DIRECTIONS: Return, word for word, only the lines of the data below that lie between the line with "positive clicks: (317, 259) (316, 244)" and the line with "242L313 248V262L324 264L329", those two lines included.

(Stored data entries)
-=-=-=-=-

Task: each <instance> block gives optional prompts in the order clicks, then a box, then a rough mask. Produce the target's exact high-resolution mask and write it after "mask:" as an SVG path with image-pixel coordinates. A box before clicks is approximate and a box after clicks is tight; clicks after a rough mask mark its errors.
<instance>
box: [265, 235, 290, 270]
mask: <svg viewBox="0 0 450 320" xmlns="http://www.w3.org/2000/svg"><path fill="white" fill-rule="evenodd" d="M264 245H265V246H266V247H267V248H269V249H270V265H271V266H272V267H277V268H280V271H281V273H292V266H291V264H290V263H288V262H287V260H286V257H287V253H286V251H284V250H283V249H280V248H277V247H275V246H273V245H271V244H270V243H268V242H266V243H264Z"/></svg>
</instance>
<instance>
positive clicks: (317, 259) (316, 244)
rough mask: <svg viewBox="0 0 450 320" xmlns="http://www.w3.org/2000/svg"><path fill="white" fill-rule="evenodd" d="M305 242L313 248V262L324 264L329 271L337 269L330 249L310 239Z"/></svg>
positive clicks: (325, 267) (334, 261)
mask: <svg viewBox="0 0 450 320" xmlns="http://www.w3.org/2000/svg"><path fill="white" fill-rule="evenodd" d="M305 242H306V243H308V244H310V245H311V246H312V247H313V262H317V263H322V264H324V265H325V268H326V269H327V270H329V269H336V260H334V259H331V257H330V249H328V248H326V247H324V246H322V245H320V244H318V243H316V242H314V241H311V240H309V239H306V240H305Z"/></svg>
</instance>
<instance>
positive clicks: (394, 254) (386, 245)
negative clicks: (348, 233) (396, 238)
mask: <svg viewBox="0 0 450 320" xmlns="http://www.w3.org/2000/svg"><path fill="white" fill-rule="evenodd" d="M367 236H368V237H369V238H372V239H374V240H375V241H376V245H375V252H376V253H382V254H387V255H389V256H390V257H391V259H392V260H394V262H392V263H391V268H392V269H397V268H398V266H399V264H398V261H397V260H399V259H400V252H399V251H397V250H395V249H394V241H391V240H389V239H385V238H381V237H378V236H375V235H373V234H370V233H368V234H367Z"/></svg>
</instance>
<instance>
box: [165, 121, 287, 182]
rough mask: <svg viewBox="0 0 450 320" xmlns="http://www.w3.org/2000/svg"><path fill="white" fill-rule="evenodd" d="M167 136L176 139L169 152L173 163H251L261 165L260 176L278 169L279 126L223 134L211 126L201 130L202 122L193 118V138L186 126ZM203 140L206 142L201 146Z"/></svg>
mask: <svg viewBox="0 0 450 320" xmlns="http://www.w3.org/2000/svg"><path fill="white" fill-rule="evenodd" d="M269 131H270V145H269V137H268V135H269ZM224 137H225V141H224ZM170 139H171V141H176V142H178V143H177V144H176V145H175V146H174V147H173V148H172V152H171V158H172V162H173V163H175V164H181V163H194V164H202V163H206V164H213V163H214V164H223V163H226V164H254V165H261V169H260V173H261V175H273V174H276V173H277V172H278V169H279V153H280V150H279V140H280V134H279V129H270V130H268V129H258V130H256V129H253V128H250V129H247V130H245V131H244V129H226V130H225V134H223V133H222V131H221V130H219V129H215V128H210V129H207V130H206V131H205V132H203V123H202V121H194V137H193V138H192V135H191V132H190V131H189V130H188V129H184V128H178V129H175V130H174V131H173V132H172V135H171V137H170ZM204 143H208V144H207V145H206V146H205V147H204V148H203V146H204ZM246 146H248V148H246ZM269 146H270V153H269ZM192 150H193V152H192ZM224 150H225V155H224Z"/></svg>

-=-=-=-=-

ANSWER TO THIS EXERCISE:
positive clicks: (317, 259) (316, 244)
rough mask: <svg viewBox="0 0 450 320" xmlns="http://www.w3.org/2000/svg"><path fill="white" fill-rule="evenodd" d="M305 242L313 248V262L324 264L329 271L337 269L330 249L310 239Z"/></svg>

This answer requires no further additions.